What is required
Update the listing below so that "What to find" is replaced with "Target" everywhere it occurs, leaving everything else unchanged.

(Detection examples)
________________

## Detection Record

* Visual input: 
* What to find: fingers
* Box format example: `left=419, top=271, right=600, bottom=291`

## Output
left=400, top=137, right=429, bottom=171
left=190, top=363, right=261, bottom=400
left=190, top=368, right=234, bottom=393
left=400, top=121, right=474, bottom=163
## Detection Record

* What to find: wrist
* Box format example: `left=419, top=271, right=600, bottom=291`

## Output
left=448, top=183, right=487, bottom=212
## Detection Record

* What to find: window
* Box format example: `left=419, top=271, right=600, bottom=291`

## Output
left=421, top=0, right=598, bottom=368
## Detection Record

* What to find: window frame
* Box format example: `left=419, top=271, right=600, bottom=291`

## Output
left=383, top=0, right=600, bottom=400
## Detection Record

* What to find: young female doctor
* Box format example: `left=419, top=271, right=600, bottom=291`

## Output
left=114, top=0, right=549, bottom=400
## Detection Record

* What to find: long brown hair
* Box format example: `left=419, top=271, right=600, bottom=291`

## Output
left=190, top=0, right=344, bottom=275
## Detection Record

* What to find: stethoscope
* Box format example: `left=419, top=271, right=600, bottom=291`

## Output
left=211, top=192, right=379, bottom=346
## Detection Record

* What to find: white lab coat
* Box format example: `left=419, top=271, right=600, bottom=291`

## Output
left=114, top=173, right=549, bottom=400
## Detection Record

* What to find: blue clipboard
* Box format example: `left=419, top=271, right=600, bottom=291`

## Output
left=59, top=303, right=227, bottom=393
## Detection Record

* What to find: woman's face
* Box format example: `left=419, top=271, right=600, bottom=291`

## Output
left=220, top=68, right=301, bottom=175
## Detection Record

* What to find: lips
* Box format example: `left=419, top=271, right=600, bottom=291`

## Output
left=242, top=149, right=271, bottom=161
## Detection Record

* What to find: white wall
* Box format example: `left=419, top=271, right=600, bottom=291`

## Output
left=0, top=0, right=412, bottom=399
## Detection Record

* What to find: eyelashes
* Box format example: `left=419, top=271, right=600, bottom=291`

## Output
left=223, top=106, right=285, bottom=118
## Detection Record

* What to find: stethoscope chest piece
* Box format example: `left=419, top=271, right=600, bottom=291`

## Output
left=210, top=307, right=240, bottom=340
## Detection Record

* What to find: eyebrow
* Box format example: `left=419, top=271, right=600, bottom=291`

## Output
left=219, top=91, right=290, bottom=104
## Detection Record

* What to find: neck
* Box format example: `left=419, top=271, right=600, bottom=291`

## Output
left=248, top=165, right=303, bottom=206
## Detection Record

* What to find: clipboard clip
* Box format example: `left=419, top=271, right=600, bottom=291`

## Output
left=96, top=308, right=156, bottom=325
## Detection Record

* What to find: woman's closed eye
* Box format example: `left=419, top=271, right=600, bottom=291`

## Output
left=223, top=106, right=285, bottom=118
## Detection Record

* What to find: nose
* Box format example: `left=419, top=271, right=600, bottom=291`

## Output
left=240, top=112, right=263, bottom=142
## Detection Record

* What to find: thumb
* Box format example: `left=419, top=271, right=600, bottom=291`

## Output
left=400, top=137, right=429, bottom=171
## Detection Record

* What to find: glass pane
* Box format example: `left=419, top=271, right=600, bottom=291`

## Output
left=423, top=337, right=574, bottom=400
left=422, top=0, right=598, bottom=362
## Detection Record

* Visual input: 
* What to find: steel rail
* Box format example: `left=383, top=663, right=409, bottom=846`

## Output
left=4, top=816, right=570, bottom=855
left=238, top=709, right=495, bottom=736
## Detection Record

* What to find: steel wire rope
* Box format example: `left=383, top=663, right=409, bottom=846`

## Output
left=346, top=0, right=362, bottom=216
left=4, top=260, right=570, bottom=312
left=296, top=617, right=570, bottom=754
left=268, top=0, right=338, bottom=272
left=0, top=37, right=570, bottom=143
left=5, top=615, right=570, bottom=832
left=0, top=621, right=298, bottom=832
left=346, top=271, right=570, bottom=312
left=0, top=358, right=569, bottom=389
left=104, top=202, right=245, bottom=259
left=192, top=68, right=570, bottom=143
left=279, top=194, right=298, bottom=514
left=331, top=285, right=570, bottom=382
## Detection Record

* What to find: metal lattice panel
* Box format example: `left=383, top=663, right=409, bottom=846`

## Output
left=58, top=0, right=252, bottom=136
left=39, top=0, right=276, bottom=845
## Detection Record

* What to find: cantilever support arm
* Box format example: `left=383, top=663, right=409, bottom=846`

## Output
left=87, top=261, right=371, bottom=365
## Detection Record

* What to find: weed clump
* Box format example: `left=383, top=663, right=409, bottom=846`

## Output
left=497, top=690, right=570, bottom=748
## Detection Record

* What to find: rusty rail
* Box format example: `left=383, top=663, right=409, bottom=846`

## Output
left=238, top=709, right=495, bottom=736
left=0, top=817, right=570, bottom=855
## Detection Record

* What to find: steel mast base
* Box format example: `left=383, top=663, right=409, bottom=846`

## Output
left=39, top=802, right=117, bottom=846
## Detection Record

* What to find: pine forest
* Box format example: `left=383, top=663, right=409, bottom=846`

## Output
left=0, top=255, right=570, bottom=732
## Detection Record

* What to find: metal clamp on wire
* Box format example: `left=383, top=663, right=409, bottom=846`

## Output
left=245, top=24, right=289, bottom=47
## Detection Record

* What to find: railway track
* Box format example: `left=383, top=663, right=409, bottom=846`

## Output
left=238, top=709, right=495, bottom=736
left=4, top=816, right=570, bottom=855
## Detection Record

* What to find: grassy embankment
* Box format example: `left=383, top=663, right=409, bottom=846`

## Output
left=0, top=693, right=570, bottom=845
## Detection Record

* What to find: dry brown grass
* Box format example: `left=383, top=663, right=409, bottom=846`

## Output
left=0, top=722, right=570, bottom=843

________________

Final result
## Detection Record

* Visual input: 
* Target: fingers
* Box format example: `left=419, top=271, right=600, bottom=291`

## Output
left=400, top=137, right=429, bottom=171
left=190, top=363, right=261, bottom=400
left=190, top=368, right=234, bottom=393
left=400, top=121, right=474, bottom=163
## Detection Record

* Target: wrist
* Box format example: `left=419, top=271, right=600, bottom=291`

## Output
left=448, top=183, right=487, bottom=212
## Detection Record

* Target: window
* Box format example: `left=419, top=271, right=600, bottom=291`

## Output
left=421, top=0, right=598, bottom=368
## Detection Record

* Target: window frame
* Box format example: `left=419, top=271, right=600, bottom=291`

## Output
left=383, top=0, right=600, bottom=400
## Detection Record

* Target: young female doctor
* Box format example: `left=419, top=271, right=600, bottom=291`

## Output
left=114, top=0, right=549, bottom=400
## Detection Record

* Target: long brown hair
* Box format example: `left=419, top=271, right=600, bottom=291`

## Output
left=190, top=0, right=344, bottom=275
## Detection Record

* Target: stethoscope
* Box format example: `left=419, top=271, right=600, bottom=291`

## Output
left=211, top=192, right=379, bottom=346
## Detection Record

* Target: white lab coat
* Box format example: `left=419, top=271, right=600, bottom=291`

## Output
left=114, top=173, right=549, bottom=400
## Detection Record

* Target: blue clipboard
* Box format example: `left=419, top=271, right=600, bottom=291`

## Output
left=59, top=303, right=227, bottom=393
## Detection Record

* Target: woman's face
* Box format example: `left=419, top=271, right=600, bottom=291`

## Output
left=220, top=68, right=301, bottom=175
## Detection Record

* Target: lips
* Box format example: `left=419, top=271, right=600, bottom=291`

## Output
left=242, top=149, right=271, bottom=161
## Detection Record

* Target: white wall
* Box format example: `left=419, top=271, right=600, bottom=291`

## Output
left=0, top=0, right=412, bottom=399
## Detection Record

* Target: eyelashes
* Box format example: `left=419, top=271, right=600, bottom=291`

## Output
left=223, top=106, right=285, bottom=118
## Detection Record

* Target: stethoscope chest piece
* Box format example: `left=419, top=271, right=600, bottom=291`

## Output
left=210, top=307, right=240, bottom=340
## Detection Record

* Target: eyebrow
* Box format example: `left=419, top=271, right=600, bottom=291`

## Output
left=219, top=91, right=290, bottom=104
## Detection Record

* Target: neck
* Box format example: `left=419, top=271, right=600, bottom=291`

## Output
left=248, top=165, right=303, bottom=206
## Detection Record

* Target: clipboard clip
* Box format example: `left=419, top=271, right=600, bottom=291`

## Output
left=96, top=308, right=156, bottom=325
## Detection Record

* Target: woman's closed eye
* Box format example: `left=419, top=271, right=600, bottom=291`

## Output
left=223, top=106, right=285, bottom=118
## Detection Record

* Target: nose
* Box format example: `left=419, top=271, right=600, bottom=291`

## Output
left=240, top=112, right=263, bottom=142
## Detection Record

* Target: thumb
* Box format example: `left=419, top=271, right=600, bottom=291`

## Output
left=400, top=137, right=429, bottom=171
## Detection Record

* Target: glass pane
* Box format example: `left=419, top=271, right=600, bottom=291`

## Output
left=423, top=337, right=574, bottom=400
left=422, top=0, right=598, bottom=362
## Detection Record

* Visual input: 
* Target: steel rail
* Box format example: `left=383, top=663, right=409, bottom=846`

## Output
left=4, top=816, right=570, bottom=855
left=238, top=709, right=495, bottom=736
## Detection Record

* Target: steel wire rope
* Box format example: `left=383, top=663, right=409, bottom=846`

## Output
left=346, top=0, right=362, bottom=216
left=4, top=260, right=570, bottom=312
left=296, top=617, right=570, bottom=754
left=268, top=0, right=338, bottom=272
left=0, top=37, right=570, bottom=143
left=5, top=615, right=570, bottom=832
left=0, top=621, right=298, bottom=832
left=346, top=271, right=570, bottom=312
left=0, top=358, right=569, bottom=389
left=104, top=202, right=245, bottom=259
left=192, top=68, right=570, bottom=143
left=279, top=194, right=298, bottom=514
left=331, top=285, right=570, bottom=382
## Detection Record

* Target: metal lattice panel
* Box format example: `left=383, top=663, right=409, bottom=846`

## Output
left=58, top=0, right=252, bottom=136
left=39, top=0, right=276, bottom=845
## Detection Record

* Target: cantilever support arm
* Box format example: `left=383, top=663, right=409, bottom=846`

## Output
left=87, top=261, right=371, bottom=365
## Detection Record

* Target: weed clump
* Box format example: `left=383, top=663, right=409, bottom=846`

## Output
left=497, top=690, right=570, bottom=748
## Detection Record

* Target: rusty rail
* Box format example: `left=383, top=663, right=409, bottom=846`

## Output
left=238, top=709, right=495, bottom=736
left=0, top=817, right=570, bottom=855
## Detection Record

* Target: steel mast base
* Box format example: `left=383, top=663, right=409, bottom=846`

## Output
left=39, top=802, right=117, bottom=846
## Detection Record

* Target: pine forest
* Box format example: `left=383, top=663, right=409, bottom=846`

## Output
left=0, top=255, right=570, bottom=732
## Detection Record

* Target: metal clamp on wire
* Box format example: `left=383, top=663, right=409, bottom=846`

## Output
left=245, top=24, right=289, bottom=47
## Detection Record

* Target: railway track
* Box format example: `left=383, top=663, right=409, bottom=846`

## Output
left=238, top=709, right=495, bottom=736
left=4, top=816, right=570, bottom=855
## Detection Record

* Target: grassy embankment
* Box format example: `left=383, top=663, right=409, bottom=846`

## Output
left=0, top=693, right=570, bottom=845
## Detection Record

* Target: dry brown grass
* Box format example: `left=383, top=663, right=409, bottom=846`

## Output
left=0, top=722, right=570, bottom=843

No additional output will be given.